--- Given request 1 ---
Decide whether each statement agrees with the protocol buffers thread below. Answer yes or no, quoting the words from the thread that settle it: (a) Protobufs include built-in compression. (b) The reply suggests wrapping the output stream in a GZipOutputStream. (c) The reply recommends holding all records in memory before writing them.
--- Given request 2 ---
Resume the protocol buffers thread below, carrying it on from its last sentence.

--- Article ---
Hi,
I've looked at protocol buffers, and I've noted that there is no
support for arrays
of values (double, integers). This is a significant drawback, for
example
JSOM, HDF5 etc they all have this.
> This is exactly what I've done before putting arrays into a string.
> When I've implemented arrays via repeated fields, the program was
> even slower,
> and the file size was too large (compare to Java serialization
> mechanism+ zip).
If you put the values in a string and do you own array management on
top as compared to using a repeated field with packed option, there
should not be a significant difference because it is essentially the
same.
Protobufs don't come with a compression, so if you compare the sizes,
you need to compare compressed Java serialization with compressed
proto serialization.
If you provide an example of what you want to do and what are your
current solutions you compare, people on this list might be able to
help.
-h
So for java serialization, you have a class that contains a
ArrayList<NamedArray> with NamedArray objects containing a
Vector<double> and then serialize the whole ArrayList<NamedArray> to
disk ?
> 3) File size is very large. I do not know how to fill
> compressed recorsd on fly using this package.
If you want to write the independent records, you should write them
delimited to a file and not put everything in memory.
Regarding compression: you write the stuff to a stream eventually, so
you can wrap that with a GZipOutputStream - I guess that is what you
do with the Java serialization with compression as well.

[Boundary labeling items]
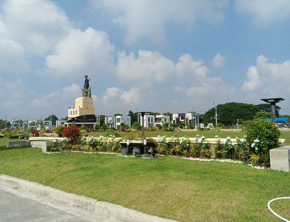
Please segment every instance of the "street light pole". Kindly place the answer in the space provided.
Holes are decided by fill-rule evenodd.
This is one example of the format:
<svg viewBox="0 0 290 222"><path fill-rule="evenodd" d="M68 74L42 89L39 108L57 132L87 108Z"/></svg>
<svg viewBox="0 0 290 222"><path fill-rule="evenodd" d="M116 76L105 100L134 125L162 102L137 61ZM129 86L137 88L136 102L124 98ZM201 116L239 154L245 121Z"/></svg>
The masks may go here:
<svg viewBox="0 0 290 222"><path fill-rule="evenodd" d="M138 113L139 109L137 108L135 108L135 109L136 109L136 111L137 113ZM139 114L138 113L137 113L137 118L138 118L138 123L139 123Z"/></svg>
<svg viewBox="0 0 290 222"><path fill-rule="evenodd" d="M215 102L213 102L214 103L214 107L215 107L215 127L218 127L218 118L216 118L218 114L216 114L216 103Z"/></svg>
<svg viewBox="0 0 290 222"><path fill-rule="evenodd" d="M285 100L282 98L275 98L271 99L261 99L261 100L263 100L266 103L270 103L271 104L271 109L272 110L272 121L274 124L276 124L276 115L275 114L275 105L276 103L279 103L281 101Z"/></svg>
<svg viewBox="0 0 290 222"><path fill-rule="evenodd" d="M185 130L186 130L186 118L187 116L185 116L185 118L184 118L184 122L185 122Z"/></svg>

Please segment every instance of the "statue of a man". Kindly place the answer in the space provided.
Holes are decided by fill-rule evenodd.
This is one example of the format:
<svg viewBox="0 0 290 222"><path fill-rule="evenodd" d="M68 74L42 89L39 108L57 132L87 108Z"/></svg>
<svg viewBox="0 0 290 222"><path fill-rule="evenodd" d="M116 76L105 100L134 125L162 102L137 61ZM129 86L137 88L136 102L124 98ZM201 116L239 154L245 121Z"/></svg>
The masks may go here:
<svg viewBox="0 0 290 222"><path fill-rule="evenodd" d="M89 81L90 81L90 79L88 79L88 76L85 76L85 84L84 85L84 89L89 89L89 87L90 87Z"/></svg>

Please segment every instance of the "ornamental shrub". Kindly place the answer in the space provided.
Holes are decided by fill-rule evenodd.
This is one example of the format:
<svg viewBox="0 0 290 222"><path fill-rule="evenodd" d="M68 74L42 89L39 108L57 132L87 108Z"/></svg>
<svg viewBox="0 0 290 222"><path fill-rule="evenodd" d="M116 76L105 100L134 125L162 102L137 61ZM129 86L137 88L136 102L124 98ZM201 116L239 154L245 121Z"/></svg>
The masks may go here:
<svg viewBox="0 0 290 222"><path fill-rule="evenodd" d="M61 136L70 139L72 144L75 145L80 135L80 129L78 126L76 125L69 125L63 129Z"/></svg>
<svg viewBox="0 0 290 222"><path fill-rule="evenodd" d="M53 132L55 133L57 133L58 135L58 137L61 137L61 135L62 134L62 131L64 129L64 127L62 126L58 126L55 127L55 128L53 130Z"/></svg>
<svg viewBox="0 0 290 222"><path fill-rule="evenodd" d="M281 134L276 125L271 121L256 119L251 121L247 127L246 140L252 153L257 153L264 163L270 161L269 150L278 146ZM257 149L256 141L259 141Z"/></svg>

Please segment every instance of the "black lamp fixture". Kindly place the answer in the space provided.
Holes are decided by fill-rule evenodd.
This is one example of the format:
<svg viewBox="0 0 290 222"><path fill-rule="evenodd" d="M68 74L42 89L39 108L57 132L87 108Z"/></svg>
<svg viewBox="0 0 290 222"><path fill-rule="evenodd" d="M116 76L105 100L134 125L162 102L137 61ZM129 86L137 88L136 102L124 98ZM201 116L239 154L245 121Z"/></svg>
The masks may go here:
<svg viewBox="0 0 290 222"><path fill-rule="evenodd" d="M263 100L264 102L270 103L271 104L271 109L272 110L272 117L273 122L276 124L276 117L275 114L275 105L276 103L279 103L283 100L285 100L282 98L274 98L271 99L261 99L261 100Z"/></svg>

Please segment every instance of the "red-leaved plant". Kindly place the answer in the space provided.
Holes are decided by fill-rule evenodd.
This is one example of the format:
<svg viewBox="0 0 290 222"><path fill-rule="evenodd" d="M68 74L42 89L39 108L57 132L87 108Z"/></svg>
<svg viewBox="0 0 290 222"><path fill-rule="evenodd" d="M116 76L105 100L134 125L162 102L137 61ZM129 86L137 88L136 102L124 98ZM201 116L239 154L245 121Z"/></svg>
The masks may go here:
<svg viewBox="0 0 290 222"><path fill-rule="evenodd" d="M69 125L63 129L61 136L69 139L73 145L75 145L80 136L80 129L76 125Z"/></svg>

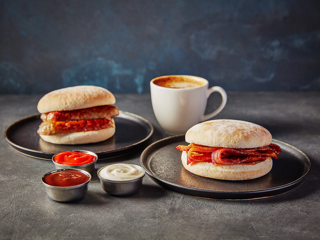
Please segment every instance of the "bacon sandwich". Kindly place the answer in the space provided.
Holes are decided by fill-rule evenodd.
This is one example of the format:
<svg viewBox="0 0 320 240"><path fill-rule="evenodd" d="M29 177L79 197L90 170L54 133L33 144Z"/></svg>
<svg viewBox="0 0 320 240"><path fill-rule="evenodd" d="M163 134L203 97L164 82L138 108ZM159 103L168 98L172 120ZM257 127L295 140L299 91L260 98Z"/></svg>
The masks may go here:
<svg viewBox="0 0 320 240"><path fill-rule="evenodd" d="M268 173L271 157L278 158L281 148L271 143L264 128L252 123L230 119L207 121L192 127L186 134L188 146L182 151L185 168L197 175L218 179L251 179Z"/></svg>
<svg viewBox="0 0 320 240"><path fill-rule="evenodd" d="M112 137L113 117L119 115L110 91L95 86L77 86L56 90L39 101L43 122L38 134L46 142L60 144L97 142Z"/></svg>

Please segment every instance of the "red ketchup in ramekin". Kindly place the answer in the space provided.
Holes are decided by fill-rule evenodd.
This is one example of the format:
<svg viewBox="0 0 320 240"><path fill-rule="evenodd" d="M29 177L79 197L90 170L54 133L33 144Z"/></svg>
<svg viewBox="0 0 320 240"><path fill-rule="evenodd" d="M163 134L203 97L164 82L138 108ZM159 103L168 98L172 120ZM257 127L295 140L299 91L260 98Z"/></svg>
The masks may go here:
<svg viewBox="0 0 320 240"><path fill-rule="evenodd" d="M84 183L90 176L81 171L74 170L59 170L51 172L43 178L43 182L54 187L72 187Z"/></svg>
<svg viewBox="0 0 320 240"><path fill-rule="evenodd" d="M68 166L78 166L88 164L94 162L96 157L81 152L62 152L55 155L54 162L59 164Z"/></svg>

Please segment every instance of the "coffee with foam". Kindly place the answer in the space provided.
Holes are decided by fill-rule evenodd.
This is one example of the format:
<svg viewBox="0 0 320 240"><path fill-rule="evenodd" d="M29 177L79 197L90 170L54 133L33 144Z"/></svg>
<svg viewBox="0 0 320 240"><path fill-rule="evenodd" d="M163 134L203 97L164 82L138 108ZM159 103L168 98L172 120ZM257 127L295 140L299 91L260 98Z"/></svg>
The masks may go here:
<svg viewBox="0 0 320 240"><path fill-rule="evenodd" d="M171 88L188 88L198 87L205 85L204 81L198 81L191 78L169 76L156 79L153 83L158 86Z"/></svg>

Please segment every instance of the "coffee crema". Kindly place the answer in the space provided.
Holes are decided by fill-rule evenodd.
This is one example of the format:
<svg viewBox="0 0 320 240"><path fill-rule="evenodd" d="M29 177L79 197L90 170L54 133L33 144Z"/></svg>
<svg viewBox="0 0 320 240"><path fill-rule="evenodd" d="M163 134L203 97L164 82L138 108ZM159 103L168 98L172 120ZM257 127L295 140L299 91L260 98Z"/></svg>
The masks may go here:
<svg viewBox="0 0 320 240"><path fill-rule="evenodd" d="M197 81L187 77L168 77L156 79L153 83L160 87L171 88L188 88L198 87L205 85L204 81Z"/></svg>

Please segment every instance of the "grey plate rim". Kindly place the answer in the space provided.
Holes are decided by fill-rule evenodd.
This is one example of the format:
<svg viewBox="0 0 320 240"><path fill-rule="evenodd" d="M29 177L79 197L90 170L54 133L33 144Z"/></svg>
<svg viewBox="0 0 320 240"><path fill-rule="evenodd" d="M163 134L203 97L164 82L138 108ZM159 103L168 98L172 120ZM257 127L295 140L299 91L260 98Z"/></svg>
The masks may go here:
<svg viewBox="0 0 320 240"><path fill-rule="evenodd" d="M294 189L297 187L306 177L308 173L310 172L311 168L311 163L308 156L302 151L297 148L291 145L288 143L287 143L284 142L283 142L279 140L272 139L273 142L276 143L279 143L281 144L287 146L292 148L295 151L296 151L299 153L301 154L305 158L307 163L308 164L308 167L306 172L302 176L301 176L299 178L296 179L293 181L285 184L278 186L274 188L265 188L263 189L259 190L247 190L243 191L218 191L216 190L210 190L208 189L201 189L193 188L191 187L187 187L186 186L180 185L177 183L172 182L166 180L161 178L158 176L156 176L153 173L149 171L148 168L145 165L144 163L146 162L148 159L148 156L150 154L148 154L148 152L150 151L150 149L154 147L157 146L156 145L160 145L159 147L161 147L169 144L171 143L175 142L174 140L176 140L175 141L179 142L185 141L184 136L185 134L181 134L179 135L176 135L174 136L170 136L165 138L160 139L156 142L155 142L148 146L141 154L140 156L140 164L141 166L143 168L147 174L150 177L151 179L155 181L157 184L163 186L163 187L168 188L170 190L173 190L174 191L182 193L186 195L195 196L197 197L201 197L202 198L209 198L211 199L215 200L251 200L253 199L258 199L260 198L269 197L274 196L278 195L279 195L283 193L287 192L290 191ZM151 153L153 152L153 151ZM194 193L194 192L196 192L197 194L190 194L189 193L186 193L185 191L190 190L192 193ZM214 197L207 197L206 196L202 196L201 193L205 193L206 194L209 194L210 196L213 196L215 194L219 194L220 195L222 195L222 196L226 195L225 197L219 197L215 198ZM241 194L244 195L254 195L255 194L262 194L263 195L267 193L273 193L274 194L267 194L266 196L258 196L256 197L249 197L249 198L241 198L239 199L237 199L236 197L237 195ZM200 193L200 195L197 194ZM204 194L204 196L206 194ZM196 196L195 196L196 195ZM260 195L261 196L261 195Z"/></svg>
<svg viewBox="0 0 320 240"><path fill-rule="evenodd" d="M137 119L139 119L140 120L141 120L141 121L143 121L143 122L144 122L146 124L147 124L147 125L148 125L149 126L150 128L150 133L149 133L149 134L148 134L148 136L146 136L144 139L143 139L142 140L141 140L139 141L139 142L137 142L133 144L131 144L131 145L129 145L129 146L126 146L126 147L124 147L123 148L118 148L118 149L115 149L115 150L109 150L106 151L99 151L99 152L95 152L95 153L96 153L96 154L107 154L107 153L113 153L117 152L118 152L122 151L123 151L123 150L125 150L126 149L127 149L131 148L132 148L133 147L134 147L135 146L136 146L138 145L139 144L140 144L141 143L142 143L143 142L145 141L146 141L148 139L150 138L150 137L151 137L151 136L152 135L152 134L153 133L153 132L154 132L154 128L153 128L153 126L152 125L152 124L151 124L151 123L147 119L146 119L144 118L143 117L142 117L141 116L140 116L139 115L137 115L137 114L135 114L134 113L132 113L129 112L126 112L125 111L122 111L122 110L120 110L119 111L119 114L121 113L122 114L124 114L125 115L129 115L129 116L130 116L132 117L133 117L134 118L137 118ZM22 150L25 150L25 151L28 151L28 152L34 152L34 153L47 153L47 154L55 154L56 153L53 152L43 152L42 151L37 151L36 150L34 150L34 149L31 149L30 148L25 148L25 147L22 147L21 146L20 146L20 145L18 145L17 144L16 144L15 143L13 142L12 141L11 141L9 139L9 138L8 137L8 135L7 135L7 132L9 131L10 131L10 130L11 129L13 126L14 126L14 125L16 125L16 124L19 124L20 122L22 122L23 121L26 120L28 119L28 118L33 118L33 117L35 117L37 116L40 116L40 114L40 114L40 113L35 113L35 114L32 114L31 115L28 115L28 116L26 116L25 117L22 117L21 118L20 118L19 119L18 119L18 120L16 120L16 121L15 121L13 123L12 123L11 124L10 124L7 127L7 128L4 131L4 137L5 137L5 139L8 142L10 145L11 145L12 147L13 147L13 149L16 151L18 152L19 153L20 153L20 154L23 154L23 155L24 155L26 156L28 156L31 157L33 157L34 158L37 158L38 159L43 159L43 160L52 160L52 159L51 158L49 159L49 158L43 158L43 157L37 157L37 156L34 156L32 155L30 155L30 154L26 154L26 153L24 153L24 152L21 152L21 151L19 151L19 150L18 150L18 149L22 149ZM119 115L120 115L120 114L119 114ZM119 116L117 116L118 117L119 117ZM76 145L75 145L75 146L76 146ZM127 154L127 153L124 154L123 154L123 155L125 155L126 154ZM122 155L117 155L116 156L111 156L111 157L107 157L107 158L98 158L98 160L103 160L103 159L108 159L108 158L113 158L113 157L116 157L119 156L122 156Z"/></svg>

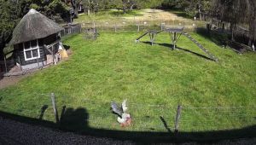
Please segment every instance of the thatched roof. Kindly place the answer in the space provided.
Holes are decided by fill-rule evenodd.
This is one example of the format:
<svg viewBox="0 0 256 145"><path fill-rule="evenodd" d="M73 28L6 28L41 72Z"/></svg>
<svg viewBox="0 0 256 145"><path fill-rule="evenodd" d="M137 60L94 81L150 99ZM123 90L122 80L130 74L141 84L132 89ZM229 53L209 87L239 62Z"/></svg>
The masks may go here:
<svg viewBox="0 0 256 145"><path fill-rule="evenodd" d="M32 9L21 19L13 32L10 44L44 38L61 32L63 28L52 20Z"/></svg>

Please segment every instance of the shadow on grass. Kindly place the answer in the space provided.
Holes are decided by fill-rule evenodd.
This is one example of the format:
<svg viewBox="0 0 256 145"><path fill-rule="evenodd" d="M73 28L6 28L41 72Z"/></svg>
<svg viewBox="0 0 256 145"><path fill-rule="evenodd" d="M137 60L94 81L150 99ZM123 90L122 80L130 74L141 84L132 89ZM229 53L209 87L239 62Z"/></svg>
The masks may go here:
<svg viewBox="0 0 256 145"><path fill-rule="evenodd" d="M213 42L218 46L227 45L228 41L228 35L225 33L219 33L214 32L213 31L209 33L206 28L198 27L195 30L196 33L201 35L203 38L207 38L208 40Z"/></svg>
<svg viewBox="0 0 256 145"><path fill-rule="evenodd" d="M124 13L122 10L111 11L111 12L109 12L109 14L113 16L122 16L122 15L125 15L125 14L130 14L130 15L133 15L133 16L143 16L143 14L139 14L134 10L127 10L126 13Z"/></svg>
<svg viewBox="0 0 256 145"><path fill-rule="evenodd" d="M143 43L144 43L144 44L150 44L150 45L151 45L151 43L150 43L150 42L143 42ZM169 48L169 49L172 49L172 48L173 48L173 45L171 44L157 44L157 43L154 43L154 44L157 44L157 45L160 45L160 46L167 47L167 48ZM154 45L154 44L153 44L153 45ZM196 56L204 58L204 59L206 59L206 60L208 60L208 61L214 61L214 60L212 60L212 59L211 59L211 58L209 58L209 57L207 57L207 56L206 56L206 55L198 54L198 53L194 52L194 51L191 51L191 50L189 50L189 49L179 48L179 47L177 47L177 46L176 46L176 49L179 49L179 50L183 50L183 51L187 52L187 53L190 53L190 54L195 55L196 55Z"/></svg>
<svg viewBox="0 0 256 145"><path fill-rule="evenodd" d="M125 131L95 129L88 125L87 120L89 119L89 113L87 113L86 109L83 107L73 109L66 108L66 107L63 107L60 124L24 116L19 116L4 112L0 112L0 115L3 118L17 120L19 122L26 124L49 127L63 131L73 131L79 135L109 137L123 141L131 140L136 142L143 143L188 142L214 142L224 139L237 139L256 136L256 125L229 130L172 133L163 118L160 118L160 119L162 120L164 125L166 127L167 132Z"/></svg>
<svg viewBox="0 0 256 145"><path fill-rule="evenodd" d="M175 14L177 16L183 17L183 18L186 18L186 19L193 19L193 16L188 14L186 12L172 11L172 13Z"/></svg>

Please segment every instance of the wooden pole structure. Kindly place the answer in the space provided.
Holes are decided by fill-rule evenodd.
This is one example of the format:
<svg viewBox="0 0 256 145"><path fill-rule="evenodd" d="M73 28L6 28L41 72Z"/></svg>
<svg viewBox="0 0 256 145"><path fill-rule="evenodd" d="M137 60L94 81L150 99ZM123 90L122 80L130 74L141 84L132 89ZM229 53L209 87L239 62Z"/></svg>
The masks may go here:
<svg viewBox="0 0 256 145"><path fill-rule="evenodd" d="M55 96L54 93L50 94L50 98L51 98L51 102L52 102L52 107L53 107L53 110L54 110L54 113L55 113L55 120L56 120L56 123L58 124L60 122L60 120L59 120L57 106L56 106L56 102L55 102Z"/></svg>
<svg viewBox="0 0 256 145"><path fill-rule="evenodd" d="M177 32L173 33L173 49L176 49Z"/></svg>
<svg viewBox="0 0 256 145"><path fill-rule="evenodd" d="M38 57L38 59L37 59L37 62L38 62L38 68L40 67L40 65L39 65L39 58Z"/></svg>
<svg viewBox="0 0 256 145"><path fill-rule="evenodd" d="M3 56L3 61L4 61L4 67L5 67L5 72L8 72L8 69L7 69L7 64L6 64L6 55L4 55Z"/></svg>
<svg viewBox="0 0 256 145"><path fill-rule="evenodd" d="M22 71L22 67L21 67L21 63L20 63L20 56L18 56L18 61L19 61L19 64L20 64L20 70Z"/></svg>
<svg viewBox="0 0 256 145"><path fill-rule="evenodd" d="M179 123L179 119L181 116L181 110L182 110L182 106L178 105L177 108L177 114L176 114L176 119L175 119L175 133L178 132L178 123Z"/></svg>

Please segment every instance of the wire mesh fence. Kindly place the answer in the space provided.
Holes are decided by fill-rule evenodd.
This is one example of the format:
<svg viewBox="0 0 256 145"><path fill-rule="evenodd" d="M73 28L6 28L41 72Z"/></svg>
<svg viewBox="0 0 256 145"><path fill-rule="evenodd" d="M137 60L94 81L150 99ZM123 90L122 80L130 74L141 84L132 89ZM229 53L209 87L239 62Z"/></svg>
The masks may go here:
<svg viewBox="0 0 256 145"><path fill-rule="evenodd" d="M0 102L0 110L15 115L56 122L50 94L31 96L37 96L36 99L41 98L42 103L34 104L33 107L20 105L20 108L13 108L3 104L10 102ZM195 132L229 130L256 125L256 107L181 106L179 119L177 119L178 106L128 101L128 113L131 115L132 123L130 127L125 129L117 122L118 116L111 110L112 101L86 98L72 102L69 99L62 98L63 96L55 95L56 109L61 121L63 116L67 116L68 119L82 119L91 128L162 132L178 130L181 132ZM79 118L76 115L79 115ZM71 122L75 124L76 121Z"/></svg>
<svg viewBox="0 0 256 145"><path fill-rule="evenodd" d="M177 20L101 20L87 21L77 24L64 26L64 30L61 32L61 36L73 33L85 32L89 29L97 31L108 31L113 32L145 32L148 30L164 30L169 27L185 27L185 31L193 32L197 27L206 27L206 22L197 20L181 21Z"/></svg>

--- Written response 1 ---
(a) No: "Protobufs don't come with a compression"
(b) Yes: "you can wrap that with a GZipOutputStream"
(c) No: "you should write them delimited to a file and not put everything in memory"

--- Written response 2 ---
> Finally, there is no even sensible approach to append new "Records"
> to the existing file (without "merge", which in fact has to parse
> the
> existing file first!)
Protocol buffers don't provide the transport or storage layer. They
provide the encoding. You have to provide for the storage yourself. A
simple default implementation might be useful to start but still many
people still would need to write their own way of storing things.
OTOH, it is only a handful of lines to write it yourself.
For things like this (and is has been discussed many times on this
list), you should write out delimiters telling the size of the next
record followed by the record itself. I think there even has been
something added recently to the API to make this simpler (don't know,
I use my own implementation ;) )
-h
1) After event 500, even 200MB memory is not enough.
2) It's slower by factor ~5 compare to the java serialization with
the
compression.
3) File size is very large. I do not know how to fill
compressed recorsd on fly using this package.
Finally, there is no even sensible approach to append new "Records"
to the existing file (without "merge", which in fact has to parse
the
existing file first!)
So, I do not see any superiority of Protocol Buffers compare
to use file formats, it's actually much worst as it come to such
situations..